— start of Data lines —
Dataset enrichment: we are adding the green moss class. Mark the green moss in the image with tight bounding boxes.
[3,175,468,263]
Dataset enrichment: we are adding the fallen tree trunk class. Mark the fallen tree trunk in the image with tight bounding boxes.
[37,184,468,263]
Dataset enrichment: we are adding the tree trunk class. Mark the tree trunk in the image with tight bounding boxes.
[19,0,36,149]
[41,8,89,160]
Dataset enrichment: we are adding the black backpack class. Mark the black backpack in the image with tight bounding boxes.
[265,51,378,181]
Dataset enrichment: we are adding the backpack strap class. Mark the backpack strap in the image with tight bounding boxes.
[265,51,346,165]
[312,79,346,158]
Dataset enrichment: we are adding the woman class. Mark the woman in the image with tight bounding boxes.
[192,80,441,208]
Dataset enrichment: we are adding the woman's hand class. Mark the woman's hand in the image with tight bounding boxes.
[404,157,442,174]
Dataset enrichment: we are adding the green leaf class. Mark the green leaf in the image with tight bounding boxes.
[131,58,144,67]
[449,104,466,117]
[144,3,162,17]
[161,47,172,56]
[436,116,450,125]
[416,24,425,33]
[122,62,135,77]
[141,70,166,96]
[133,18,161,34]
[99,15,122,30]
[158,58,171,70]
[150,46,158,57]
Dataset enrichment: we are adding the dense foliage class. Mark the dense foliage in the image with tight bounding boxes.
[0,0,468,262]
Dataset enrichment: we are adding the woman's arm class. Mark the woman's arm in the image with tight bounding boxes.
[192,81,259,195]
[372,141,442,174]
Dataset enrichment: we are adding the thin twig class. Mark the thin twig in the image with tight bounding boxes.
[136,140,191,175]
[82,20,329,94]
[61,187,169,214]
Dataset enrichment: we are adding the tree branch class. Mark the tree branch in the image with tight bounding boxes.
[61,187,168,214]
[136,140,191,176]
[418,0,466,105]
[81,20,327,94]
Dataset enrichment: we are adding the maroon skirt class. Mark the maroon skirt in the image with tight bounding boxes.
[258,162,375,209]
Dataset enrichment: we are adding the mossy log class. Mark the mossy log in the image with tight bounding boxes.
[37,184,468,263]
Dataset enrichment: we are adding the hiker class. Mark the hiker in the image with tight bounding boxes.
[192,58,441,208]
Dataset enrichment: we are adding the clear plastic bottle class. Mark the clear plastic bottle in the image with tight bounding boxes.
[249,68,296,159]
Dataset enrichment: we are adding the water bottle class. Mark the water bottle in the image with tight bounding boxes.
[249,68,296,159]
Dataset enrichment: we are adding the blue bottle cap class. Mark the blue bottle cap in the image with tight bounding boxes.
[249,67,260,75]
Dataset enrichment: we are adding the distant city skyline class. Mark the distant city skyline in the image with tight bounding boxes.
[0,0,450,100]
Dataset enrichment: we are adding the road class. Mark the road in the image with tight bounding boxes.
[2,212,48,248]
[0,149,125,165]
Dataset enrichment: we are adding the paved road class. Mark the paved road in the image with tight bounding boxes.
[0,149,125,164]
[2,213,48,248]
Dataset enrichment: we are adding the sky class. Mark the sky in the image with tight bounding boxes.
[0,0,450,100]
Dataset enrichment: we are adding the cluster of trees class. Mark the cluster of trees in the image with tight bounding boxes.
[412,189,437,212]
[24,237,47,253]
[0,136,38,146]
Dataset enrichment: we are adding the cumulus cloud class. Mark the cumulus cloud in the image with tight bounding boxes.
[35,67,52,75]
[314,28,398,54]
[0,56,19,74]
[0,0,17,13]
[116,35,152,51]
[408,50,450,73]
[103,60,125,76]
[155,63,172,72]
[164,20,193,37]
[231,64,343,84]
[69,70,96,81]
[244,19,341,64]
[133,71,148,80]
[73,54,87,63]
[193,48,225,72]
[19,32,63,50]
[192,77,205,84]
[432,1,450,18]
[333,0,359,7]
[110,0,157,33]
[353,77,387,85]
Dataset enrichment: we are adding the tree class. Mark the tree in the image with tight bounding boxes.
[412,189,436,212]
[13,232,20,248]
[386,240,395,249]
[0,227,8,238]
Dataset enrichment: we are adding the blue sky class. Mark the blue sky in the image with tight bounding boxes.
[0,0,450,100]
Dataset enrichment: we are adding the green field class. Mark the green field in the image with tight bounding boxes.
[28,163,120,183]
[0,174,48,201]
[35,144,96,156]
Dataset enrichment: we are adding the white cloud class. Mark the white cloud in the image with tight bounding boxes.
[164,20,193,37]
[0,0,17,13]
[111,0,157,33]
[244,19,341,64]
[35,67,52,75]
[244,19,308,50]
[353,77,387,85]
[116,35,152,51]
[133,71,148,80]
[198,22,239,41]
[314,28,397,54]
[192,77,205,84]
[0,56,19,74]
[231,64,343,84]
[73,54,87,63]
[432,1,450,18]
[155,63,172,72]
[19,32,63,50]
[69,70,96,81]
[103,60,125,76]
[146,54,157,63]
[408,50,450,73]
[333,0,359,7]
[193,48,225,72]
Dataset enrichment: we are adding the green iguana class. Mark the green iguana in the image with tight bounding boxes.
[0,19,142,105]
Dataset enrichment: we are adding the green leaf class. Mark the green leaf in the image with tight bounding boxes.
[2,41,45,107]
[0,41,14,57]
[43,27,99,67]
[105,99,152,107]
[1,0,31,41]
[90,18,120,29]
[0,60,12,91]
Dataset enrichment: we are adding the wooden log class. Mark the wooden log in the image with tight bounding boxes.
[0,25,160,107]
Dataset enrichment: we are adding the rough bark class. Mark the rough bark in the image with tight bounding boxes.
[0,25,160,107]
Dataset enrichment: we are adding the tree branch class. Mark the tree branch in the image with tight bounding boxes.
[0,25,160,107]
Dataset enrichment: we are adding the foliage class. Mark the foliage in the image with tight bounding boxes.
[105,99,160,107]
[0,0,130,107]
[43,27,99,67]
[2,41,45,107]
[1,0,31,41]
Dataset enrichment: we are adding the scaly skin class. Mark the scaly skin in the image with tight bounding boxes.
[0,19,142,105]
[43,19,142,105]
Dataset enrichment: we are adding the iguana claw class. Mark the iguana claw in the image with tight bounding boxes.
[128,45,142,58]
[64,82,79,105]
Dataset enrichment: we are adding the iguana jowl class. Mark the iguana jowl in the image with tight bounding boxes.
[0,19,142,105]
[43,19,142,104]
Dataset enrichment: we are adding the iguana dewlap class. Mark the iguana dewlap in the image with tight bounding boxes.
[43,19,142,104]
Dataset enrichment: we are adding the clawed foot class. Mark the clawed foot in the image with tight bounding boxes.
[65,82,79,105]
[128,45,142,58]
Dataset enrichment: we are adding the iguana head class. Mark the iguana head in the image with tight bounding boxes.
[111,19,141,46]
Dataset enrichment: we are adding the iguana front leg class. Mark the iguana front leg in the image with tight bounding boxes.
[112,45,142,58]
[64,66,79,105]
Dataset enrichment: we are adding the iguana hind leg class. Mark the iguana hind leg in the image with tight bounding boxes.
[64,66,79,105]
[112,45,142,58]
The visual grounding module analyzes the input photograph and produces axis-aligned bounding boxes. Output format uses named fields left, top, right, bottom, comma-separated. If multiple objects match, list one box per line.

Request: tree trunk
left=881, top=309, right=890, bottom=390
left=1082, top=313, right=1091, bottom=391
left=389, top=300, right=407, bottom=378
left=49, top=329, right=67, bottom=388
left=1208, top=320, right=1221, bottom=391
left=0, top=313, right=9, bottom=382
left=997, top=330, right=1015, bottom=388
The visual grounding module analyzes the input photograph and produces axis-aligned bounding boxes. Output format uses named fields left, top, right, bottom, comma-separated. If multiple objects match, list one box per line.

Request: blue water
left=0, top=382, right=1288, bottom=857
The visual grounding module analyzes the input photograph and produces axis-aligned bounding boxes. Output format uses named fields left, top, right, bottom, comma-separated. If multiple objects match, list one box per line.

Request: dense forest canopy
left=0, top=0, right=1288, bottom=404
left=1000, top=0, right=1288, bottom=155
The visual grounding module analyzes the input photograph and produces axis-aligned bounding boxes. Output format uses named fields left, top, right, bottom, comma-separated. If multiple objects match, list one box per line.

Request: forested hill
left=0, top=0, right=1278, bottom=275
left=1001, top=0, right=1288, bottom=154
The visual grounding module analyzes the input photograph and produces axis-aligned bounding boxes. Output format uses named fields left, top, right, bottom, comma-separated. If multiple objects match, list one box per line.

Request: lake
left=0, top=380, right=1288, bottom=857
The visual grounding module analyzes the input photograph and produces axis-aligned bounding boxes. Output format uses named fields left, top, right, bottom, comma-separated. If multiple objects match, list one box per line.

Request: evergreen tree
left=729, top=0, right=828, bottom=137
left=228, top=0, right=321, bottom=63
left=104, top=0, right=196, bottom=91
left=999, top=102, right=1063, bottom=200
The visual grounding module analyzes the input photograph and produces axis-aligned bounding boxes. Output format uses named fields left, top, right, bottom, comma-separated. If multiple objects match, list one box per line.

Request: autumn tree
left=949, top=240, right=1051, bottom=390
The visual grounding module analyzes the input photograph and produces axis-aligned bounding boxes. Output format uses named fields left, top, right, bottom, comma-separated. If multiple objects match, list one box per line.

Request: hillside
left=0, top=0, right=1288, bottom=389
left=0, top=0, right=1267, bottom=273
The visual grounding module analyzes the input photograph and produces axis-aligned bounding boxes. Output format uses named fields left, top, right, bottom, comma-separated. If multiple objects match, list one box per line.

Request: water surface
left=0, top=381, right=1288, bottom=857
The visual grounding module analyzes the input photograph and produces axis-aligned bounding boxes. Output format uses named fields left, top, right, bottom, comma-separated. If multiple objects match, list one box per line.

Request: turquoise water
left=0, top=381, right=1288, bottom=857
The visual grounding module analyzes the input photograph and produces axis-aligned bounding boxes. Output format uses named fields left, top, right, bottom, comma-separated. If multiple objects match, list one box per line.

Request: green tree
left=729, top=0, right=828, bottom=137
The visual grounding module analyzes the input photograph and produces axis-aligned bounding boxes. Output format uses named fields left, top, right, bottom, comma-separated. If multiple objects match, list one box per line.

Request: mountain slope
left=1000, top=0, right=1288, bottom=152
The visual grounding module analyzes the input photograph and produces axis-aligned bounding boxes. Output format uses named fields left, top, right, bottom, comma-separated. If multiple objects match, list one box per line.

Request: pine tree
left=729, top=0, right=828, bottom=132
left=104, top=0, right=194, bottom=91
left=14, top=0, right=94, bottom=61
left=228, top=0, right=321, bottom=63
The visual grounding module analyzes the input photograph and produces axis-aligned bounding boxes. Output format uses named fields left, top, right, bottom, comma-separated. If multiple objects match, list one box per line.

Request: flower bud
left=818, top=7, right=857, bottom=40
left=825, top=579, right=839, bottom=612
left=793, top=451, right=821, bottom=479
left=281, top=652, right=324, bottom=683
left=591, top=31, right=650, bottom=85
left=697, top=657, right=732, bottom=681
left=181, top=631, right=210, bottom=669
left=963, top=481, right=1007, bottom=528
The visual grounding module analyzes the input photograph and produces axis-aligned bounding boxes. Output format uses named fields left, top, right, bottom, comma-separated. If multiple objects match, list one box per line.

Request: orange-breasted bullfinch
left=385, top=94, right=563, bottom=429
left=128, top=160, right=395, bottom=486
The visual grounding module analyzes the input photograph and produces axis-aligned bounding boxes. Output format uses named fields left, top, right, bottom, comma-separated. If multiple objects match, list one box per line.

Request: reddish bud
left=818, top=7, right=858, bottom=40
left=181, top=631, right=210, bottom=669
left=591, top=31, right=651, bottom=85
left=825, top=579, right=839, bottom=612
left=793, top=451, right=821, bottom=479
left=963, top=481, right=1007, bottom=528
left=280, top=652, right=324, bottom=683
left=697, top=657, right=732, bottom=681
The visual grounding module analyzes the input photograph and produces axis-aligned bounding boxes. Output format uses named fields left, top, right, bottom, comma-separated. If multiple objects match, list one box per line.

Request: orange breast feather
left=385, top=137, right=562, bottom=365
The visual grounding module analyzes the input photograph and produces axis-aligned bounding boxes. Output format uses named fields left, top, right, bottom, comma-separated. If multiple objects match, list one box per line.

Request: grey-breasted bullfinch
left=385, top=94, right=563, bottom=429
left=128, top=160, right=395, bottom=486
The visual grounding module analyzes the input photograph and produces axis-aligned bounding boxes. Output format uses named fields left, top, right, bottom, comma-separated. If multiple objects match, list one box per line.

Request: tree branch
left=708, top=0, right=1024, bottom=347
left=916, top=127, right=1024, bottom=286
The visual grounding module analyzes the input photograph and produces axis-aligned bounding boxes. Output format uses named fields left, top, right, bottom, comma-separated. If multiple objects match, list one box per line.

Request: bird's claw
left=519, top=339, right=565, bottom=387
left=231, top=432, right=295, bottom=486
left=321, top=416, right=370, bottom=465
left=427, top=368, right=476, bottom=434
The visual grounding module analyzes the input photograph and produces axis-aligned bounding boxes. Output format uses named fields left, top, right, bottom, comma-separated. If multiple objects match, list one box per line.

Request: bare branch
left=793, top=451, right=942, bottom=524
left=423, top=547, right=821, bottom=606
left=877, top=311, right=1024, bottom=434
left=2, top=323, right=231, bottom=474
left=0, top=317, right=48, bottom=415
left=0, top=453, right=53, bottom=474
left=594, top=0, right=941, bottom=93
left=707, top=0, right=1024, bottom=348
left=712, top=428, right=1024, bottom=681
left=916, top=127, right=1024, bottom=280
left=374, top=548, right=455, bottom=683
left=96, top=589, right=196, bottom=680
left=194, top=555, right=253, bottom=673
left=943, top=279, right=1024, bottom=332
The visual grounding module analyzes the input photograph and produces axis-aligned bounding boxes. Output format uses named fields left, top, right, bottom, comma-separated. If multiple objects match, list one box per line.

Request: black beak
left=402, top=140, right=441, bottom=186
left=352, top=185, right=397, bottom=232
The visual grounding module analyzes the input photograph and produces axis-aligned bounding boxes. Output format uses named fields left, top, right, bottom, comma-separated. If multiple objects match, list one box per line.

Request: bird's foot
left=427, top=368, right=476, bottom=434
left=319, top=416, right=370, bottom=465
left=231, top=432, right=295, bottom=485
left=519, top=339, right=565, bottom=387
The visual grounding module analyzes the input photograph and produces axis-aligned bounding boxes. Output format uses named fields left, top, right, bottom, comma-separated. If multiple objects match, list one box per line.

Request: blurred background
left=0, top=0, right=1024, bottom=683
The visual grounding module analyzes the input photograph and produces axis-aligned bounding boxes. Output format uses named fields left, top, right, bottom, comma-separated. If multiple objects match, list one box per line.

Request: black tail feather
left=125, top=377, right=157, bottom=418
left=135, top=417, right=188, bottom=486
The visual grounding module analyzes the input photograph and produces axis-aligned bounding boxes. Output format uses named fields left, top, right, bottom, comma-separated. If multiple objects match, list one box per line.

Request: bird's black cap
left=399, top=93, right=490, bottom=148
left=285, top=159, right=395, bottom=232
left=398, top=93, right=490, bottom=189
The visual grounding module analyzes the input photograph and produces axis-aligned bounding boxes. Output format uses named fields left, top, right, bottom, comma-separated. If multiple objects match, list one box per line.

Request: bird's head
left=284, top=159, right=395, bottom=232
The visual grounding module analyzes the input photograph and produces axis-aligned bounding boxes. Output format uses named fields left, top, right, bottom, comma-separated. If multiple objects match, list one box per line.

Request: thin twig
— end of Data lines —
Reproduce everything in the records above from the line containing "Dataset enrichment: we are adding the tree trunk" down to the line containing "[372,141,442,174]", substituting "precise bounding boxes" for "tight bounding boxes" and leaving all else unchanged.

> _Solution for this problem_:
Dataset enrichment: we are adding the tree trunk class. Mark the tree trunk in the image with precise bounding boxes.
[19,0,36,149]
[41,8,89,160]
Dataset enrichment: we are adding the black backpack class. Mark the black backpack in the image with precise bounding boxes.
[265,51,378,181]
Dataset enrichment: we are adding the backpack strap class. Mark the backpack strap in the image with precise bounding boxes.
[265,51,346,165]
[312,79,346,158]
Dataset enrichment: we are adding the woman class. Mark the woman in the image with precise bounding boxes.
[192,80,441,208]
Dataset enrichment: we are adding the woman's hand class. Mark the woman's hand in the image with precise bounding boxes.
[404,157,442,174]
Dataset enrichment: we are adding the green leaf class. Mark the green leaf in the image with precise bounding boxes.
[131,58,144,67]
[449,104,466,117]
[144,3,162,17]
[161,47,172,56]
[436,116,450,125]
[416,24,425,33]
[122,62,135,77]
[141,70,166,96]
[133,18,161,34]
[99,15,122,30]
[158,58,171,70]
[150,46,158,57]
Dataset enrichment: we are adding the dense foliage class. Mark the dense foliage in the image with precise bounding boxes.
[0,0,468,262]
Dataset enrichment: we are adding the woman's arm class. Mark the woman's arm in the image with precise bounding boxes.
[192,81,259,195]
[372,141,442,174]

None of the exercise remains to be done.